Segment Start: RECORDS
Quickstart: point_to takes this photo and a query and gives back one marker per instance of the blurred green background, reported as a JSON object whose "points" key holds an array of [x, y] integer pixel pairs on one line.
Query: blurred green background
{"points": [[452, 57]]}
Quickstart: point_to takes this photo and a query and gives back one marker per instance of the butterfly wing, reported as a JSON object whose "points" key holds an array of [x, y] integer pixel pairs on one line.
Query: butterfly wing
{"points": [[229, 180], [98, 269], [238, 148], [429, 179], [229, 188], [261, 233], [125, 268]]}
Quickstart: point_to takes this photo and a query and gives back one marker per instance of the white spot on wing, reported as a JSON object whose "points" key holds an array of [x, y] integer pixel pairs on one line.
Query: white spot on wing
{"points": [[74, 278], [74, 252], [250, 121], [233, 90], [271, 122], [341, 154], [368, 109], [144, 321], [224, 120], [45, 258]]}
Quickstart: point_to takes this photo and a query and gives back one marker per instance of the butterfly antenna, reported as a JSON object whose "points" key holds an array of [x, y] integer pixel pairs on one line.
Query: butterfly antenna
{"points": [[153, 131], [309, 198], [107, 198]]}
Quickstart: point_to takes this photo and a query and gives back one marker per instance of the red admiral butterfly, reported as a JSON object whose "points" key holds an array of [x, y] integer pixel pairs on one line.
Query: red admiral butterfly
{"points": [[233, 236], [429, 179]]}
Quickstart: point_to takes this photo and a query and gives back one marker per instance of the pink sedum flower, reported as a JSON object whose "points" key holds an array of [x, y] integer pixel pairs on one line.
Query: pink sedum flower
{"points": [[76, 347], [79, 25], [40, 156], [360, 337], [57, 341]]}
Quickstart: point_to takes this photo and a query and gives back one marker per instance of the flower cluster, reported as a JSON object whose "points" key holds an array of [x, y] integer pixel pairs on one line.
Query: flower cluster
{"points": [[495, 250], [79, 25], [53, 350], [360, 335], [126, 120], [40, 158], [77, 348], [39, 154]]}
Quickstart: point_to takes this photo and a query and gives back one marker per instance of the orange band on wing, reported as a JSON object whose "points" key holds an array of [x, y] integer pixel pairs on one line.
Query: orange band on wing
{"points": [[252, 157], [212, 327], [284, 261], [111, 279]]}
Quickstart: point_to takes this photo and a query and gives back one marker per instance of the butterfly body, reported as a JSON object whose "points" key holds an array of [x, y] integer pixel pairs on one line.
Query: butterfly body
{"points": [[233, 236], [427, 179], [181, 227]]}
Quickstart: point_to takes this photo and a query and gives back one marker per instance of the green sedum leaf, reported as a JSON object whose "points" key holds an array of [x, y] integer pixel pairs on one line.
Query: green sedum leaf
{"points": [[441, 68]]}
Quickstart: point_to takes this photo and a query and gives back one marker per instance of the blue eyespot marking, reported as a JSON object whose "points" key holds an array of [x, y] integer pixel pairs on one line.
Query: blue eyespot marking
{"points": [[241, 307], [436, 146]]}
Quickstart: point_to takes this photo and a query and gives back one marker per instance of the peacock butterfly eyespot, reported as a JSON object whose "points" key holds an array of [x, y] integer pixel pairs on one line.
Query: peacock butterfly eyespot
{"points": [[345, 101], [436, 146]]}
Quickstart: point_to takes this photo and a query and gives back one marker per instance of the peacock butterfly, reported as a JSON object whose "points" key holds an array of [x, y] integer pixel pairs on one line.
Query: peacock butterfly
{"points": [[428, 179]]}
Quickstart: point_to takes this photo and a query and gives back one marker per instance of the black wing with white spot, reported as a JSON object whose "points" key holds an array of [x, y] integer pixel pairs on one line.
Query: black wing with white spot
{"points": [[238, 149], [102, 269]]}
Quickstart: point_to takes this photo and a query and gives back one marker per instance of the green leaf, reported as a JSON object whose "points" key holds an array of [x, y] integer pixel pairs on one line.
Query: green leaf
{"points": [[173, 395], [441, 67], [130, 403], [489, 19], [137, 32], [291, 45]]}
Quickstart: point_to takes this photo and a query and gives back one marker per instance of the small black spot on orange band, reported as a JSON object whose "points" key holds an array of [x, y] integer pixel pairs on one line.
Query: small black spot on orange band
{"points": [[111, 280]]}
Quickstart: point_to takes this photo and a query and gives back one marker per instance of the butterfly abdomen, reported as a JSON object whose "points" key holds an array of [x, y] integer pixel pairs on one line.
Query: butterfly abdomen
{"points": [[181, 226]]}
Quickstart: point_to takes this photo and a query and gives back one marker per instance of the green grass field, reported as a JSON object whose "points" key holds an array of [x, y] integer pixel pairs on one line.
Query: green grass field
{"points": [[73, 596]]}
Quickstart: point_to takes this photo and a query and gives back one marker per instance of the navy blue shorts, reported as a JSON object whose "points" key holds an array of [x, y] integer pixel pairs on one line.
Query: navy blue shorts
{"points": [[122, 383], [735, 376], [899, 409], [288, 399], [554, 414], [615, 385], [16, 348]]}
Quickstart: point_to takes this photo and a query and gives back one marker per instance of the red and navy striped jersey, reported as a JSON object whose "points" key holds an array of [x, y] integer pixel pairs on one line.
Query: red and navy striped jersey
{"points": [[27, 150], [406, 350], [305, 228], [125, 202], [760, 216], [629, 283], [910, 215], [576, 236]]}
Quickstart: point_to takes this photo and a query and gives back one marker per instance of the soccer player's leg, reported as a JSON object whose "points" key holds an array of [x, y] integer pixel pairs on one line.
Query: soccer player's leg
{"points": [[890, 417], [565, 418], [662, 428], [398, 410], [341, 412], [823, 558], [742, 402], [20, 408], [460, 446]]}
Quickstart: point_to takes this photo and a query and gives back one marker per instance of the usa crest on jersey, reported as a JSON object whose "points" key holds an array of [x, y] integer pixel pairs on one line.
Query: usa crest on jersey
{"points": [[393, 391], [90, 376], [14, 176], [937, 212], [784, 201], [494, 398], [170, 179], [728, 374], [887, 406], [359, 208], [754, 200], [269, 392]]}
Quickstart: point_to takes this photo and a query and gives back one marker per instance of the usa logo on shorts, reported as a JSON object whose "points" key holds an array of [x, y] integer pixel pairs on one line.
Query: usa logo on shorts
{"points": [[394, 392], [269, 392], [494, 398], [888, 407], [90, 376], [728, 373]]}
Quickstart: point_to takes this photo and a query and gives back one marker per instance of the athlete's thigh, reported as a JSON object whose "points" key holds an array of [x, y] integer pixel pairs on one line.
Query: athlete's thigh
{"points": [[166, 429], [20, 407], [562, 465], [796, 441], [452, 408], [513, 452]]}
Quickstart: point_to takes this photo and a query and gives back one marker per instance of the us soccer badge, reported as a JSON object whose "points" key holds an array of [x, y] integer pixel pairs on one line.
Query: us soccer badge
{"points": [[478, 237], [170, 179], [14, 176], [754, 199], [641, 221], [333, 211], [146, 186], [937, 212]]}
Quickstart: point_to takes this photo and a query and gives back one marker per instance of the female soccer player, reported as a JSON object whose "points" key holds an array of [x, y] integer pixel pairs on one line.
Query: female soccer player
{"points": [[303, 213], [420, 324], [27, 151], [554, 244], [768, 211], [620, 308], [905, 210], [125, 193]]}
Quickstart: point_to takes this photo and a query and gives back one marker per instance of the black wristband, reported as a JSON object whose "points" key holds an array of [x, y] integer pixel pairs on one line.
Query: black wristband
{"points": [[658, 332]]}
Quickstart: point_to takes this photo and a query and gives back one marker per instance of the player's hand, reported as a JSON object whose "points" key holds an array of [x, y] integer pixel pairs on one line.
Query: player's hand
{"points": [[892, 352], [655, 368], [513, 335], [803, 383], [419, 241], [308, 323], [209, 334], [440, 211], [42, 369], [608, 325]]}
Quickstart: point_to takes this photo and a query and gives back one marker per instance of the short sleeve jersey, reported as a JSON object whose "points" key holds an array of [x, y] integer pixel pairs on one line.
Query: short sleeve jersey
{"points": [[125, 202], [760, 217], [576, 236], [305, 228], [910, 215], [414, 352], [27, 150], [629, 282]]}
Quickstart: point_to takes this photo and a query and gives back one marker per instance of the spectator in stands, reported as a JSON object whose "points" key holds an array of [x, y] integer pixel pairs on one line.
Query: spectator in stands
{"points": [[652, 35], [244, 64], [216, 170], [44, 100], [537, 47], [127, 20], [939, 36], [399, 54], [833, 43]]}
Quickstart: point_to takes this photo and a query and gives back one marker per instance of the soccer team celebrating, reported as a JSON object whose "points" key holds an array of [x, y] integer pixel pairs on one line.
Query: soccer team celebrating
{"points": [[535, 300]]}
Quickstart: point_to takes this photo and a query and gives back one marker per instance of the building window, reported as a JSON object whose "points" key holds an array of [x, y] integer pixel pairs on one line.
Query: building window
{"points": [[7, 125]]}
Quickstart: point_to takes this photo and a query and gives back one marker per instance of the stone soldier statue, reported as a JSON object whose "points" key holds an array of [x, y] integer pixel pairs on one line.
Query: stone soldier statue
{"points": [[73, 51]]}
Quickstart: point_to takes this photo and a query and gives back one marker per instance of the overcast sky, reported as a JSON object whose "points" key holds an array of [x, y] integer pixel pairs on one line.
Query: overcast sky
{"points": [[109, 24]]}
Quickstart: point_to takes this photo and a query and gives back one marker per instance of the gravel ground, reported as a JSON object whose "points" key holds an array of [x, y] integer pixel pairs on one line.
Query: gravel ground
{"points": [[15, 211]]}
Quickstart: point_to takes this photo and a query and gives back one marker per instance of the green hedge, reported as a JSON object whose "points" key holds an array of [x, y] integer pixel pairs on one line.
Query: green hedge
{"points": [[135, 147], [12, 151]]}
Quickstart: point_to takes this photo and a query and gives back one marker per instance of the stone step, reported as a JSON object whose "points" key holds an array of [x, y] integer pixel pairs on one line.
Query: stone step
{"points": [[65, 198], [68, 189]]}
Segment End: RECORDS
- PROBLEM TO SOLVE: Look through the entries above and quote exactly the lines from the line with "Query: green sedum leaf" to the line with "the green grass", counting both of those lines.

- ANSWER TO THIS TASK:
Query: green sedum leaf
{"points": [[441, 68]]}
Quickstart: point_to takes this photo and a query and gives back one marker per instance of the blue eyespot marking, reported as a JSON object whose "points" key holds an array of [x, y] integer pixel pairs on one line.
Query: blue eyespot marking
{"points": [[241, 307], [436, 146]]}
Quickstart: point_to takes this photo and a query and gives back one marker per instance of the peacock butterfly eyespot, reported as a JSON object whose "points" key holds an array of [x, y] integer pixel pairs on one line.
Query: peacock butterfly eyespot
{"points": [[345, 101], [436, 146]]}
Quickstart: point_to takes this photo and a query and gives back one marker per instance of the peacock butterfly, reported as a JSON object whose "points" key holds an array of [x, y] integer pixel pairs on one line.
Query: peacock butterfly
{"points": [[428, 179]]}
Quickstart: point_to takes this photo and a query and gives back one marker per instance of the black wing with white spot, reported as a JSON object whose "points" key holds an array of [x, y] integer pixel pairs on one line.
Query: black wing with white spot
{"points": [[238, 149], [102, 269]]}
Quickstart: point_to takes this photo and a query and gives back one marker per instance of the green leaf, reported as a JSON object whose "points" key holds an array of [x, y] integer pixel pairs on one line.
Query: green leaf
{"points": [[173, 395], [441, 67], [130, 403], [489, 19], [137, 32], [291, 45]]}
Quickstart: point_to takes this photo and a query and gives back one marker per instance of the small black spot on orange band, reported as a JSON object whose "points" key holds an array of [x, y] integer pixel pairs on one line.
Query: small black spot on orange band
{"points": [[111, 280]]}
Quickstart: point_to takes this photo and a query and gives back one marker per instance of the butterfly abdomen, reported as a JSON object whose "points" key holds an array of [x, y] integer pixel pairs on one line.
Query: butterfly abdomen
{"points": [[181, 226]]}
Quickstart: point_to takes this photo and a query and gives back one marker per instance of the green grass field, reported as a JSON object whose "points" key holds an array of [x, y] integer pixel pairs on one line.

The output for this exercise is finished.